→ **SOURCE RECORDS**:
□ □ □ □

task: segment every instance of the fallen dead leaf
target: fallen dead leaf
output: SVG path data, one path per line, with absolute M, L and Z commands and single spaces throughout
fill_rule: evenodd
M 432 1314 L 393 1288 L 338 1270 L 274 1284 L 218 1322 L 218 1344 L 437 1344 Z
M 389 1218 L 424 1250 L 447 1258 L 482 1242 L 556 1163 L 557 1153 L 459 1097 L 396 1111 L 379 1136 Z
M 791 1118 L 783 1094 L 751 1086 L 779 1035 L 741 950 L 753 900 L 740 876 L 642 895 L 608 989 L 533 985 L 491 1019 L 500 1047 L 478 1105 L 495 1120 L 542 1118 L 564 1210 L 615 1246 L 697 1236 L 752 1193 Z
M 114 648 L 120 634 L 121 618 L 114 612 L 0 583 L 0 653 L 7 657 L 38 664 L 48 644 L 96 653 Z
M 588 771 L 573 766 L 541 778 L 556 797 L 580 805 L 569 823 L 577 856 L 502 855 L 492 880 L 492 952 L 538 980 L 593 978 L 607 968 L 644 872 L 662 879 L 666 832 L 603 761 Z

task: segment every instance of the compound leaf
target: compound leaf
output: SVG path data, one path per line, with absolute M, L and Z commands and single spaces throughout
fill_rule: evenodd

□ □ □ □

Echo the lines from the one containing "task: segment every instance of the compound" through the end of the records, including both that line and the last line, with each line unchanged.

task: segment every instance of the compound leaf
target: compound leaf
output: SVG path data, one path per line, with absolute M, L and Z commands and single spaces throughout
fill_rule: evenodd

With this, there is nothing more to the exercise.